### SOURCE EXCERPT
2 Definition of the Problem

A rigid cantilever retaining wall of height H is placed with a dry, cohesionless, horizontal backfill as shown in Fig. 1. The upper (AB) and lower (BD) parts of wall face on the backfill side are inclined at an angle θ ₁ and θ ₂, respectively, with the horizontal. The wall friction angles along AB and BD are considered as δ ₁ and δ ₂, respectively. The objective is to determine the passive earth pressure coefficients and distribution by knowing the passive resistances on upper and lower parts of the wall P _pe1 and P _pe2, respectively, per unit length of the wall. The wall is subjected to a sinusoidal base shaking with linearly varying horizontal and vertical accelerations having the amplitudes of \( \left[ {1 + (f_{a} - 1){\frac{(H - z)}{H}}} \right]\alpha_{h} g \) and \( \left[ {1 + (f_{a} - 1){\frac{(H - z)}{H}}} \right]\alpha_{v} g \), respectively, where z is any depth below the ground surface and g is the acceleration due to gravity. The parameters shown in Fig. 1 are considered as positive and the unit weight of the soil is taken as γ.

Fig. 1

Failure mechanism and associated forces

3 Analysis

In line with the failure mechanism proposed by Greco (2007), the upper part of wall (AB in Fig. 1) experiences the passive thrust P _pe1 due to the failure wedge ABC bounded by a planar failure surface BC at an angle α _1, whereas a planar failure surface (DE) at an angle α ₂, has been considered to define the failure wedge (ABDE) for the whole wall. The passive thrusts P _pe1 and P _pe2 make angle δ ₁ and δ ₂ with the normal to the wall face AB and BD, respectively. The failure mechanism has been solved using pseudo-dynamic analysis to compute the passive resistance of the wall under seismic condition.
######
### ENTRIES
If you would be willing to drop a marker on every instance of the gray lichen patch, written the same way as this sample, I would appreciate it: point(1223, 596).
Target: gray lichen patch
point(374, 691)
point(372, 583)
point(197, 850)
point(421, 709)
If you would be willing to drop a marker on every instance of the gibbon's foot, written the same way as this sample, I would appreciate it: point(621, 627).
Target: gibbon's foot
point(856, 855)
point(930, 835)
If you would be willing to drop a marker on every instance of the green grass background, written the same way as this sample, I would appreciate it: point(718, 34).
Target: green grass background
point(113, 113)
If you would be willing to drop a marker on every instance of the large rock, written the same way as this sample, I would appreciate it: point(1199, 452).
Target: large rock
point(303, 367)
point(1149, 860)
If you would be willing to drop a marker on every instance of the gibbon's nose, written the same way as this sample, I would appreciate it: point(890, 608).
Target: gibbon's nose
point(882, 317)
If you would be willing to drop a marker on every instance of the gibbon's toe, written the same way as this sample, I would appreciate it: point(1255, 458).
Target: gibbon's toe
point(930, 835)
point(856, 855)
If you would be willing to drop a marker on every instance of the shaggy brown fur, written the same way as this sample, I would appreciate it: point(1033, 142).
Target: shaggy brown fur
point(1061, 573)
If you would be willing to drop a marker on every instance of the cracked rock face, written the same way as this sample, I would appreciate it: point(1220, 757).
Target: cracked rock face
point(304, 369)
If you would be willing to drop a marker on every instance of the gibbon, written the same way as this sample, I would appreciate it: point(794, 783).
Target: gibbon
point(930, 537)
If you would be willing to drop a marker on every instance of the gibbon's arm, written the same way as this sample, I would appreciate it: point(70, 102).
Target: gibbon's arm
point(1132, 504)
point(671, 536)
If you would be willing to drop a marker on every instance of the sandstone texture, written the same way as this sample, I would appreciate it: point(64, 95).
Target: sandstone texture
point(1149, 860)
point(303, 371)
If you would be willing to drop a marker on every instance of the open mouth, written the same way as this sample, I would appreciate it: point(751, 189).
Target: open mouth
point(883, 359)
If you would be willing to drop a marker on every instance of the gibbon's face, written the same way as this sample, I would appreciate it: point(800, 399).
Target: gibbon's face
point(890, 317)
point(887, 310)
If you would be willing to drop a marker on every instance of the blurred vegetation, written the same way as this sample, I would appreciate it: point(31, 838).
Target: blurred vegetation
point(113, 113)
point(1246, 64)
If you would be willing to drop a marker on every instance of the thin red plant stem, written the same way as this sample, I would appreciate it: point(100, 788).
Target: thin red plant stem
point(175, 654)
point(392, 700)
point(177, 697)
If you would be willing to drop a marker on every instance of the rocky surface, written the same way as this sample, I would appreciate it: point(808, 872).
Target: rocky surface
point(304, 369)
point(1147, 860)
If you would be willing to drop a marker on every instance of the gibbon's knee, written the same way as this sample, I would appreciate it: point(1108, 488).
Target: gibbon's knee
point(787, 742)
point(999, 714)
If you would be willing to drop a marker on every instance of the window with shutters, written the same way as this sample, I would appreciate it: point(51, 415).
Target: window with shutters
######
## JOB 1
Answer these questions using the retaining wall excerpt:
(a) At what angles, measured from the horizontal, are the upper (AB) and lower (BD) parts of the wall face inclined?
(b) The analysis follows the failure mechanism proposed by which author, in which year?
(c) What type of analysis is used to solve the failure mechanism under seismic condition?
## JOB 2
Reproduce the lines of the listing that begin at the line containing "it: point(800, 399)." and stop after the line containing "point(177, 697)".

## TASK ANSWER 1
(a) θ₁ for the upper part (AB) and θ₂ for the lower part (BD).
(b) Greco (2007).
(c) Pseudo-dynamic analysis.

## TASK ANSWER 2
If you would be willing to drop a marker on every instance of the gibbon's face, written the same way as this sample, I would appreciate it: point(800, 399).
Target: gibbon's face
point(890, 317)
point(887, 310)
If you would be willing to drop a marker on every instance of the blurred vegetation, written the same way as this sample, I would appreciate it: point(31, 838).
Target: blurred vegetation
point(113, 113)
point(1246, 64)
If you would be willing to drop a marker on every instance of the thin red plant stem, written the same way as this sample, I would appreciate it: point(100, 788).
Target: thin red plant stem
point(175, 654)
point(392, 700)
point(177, 697)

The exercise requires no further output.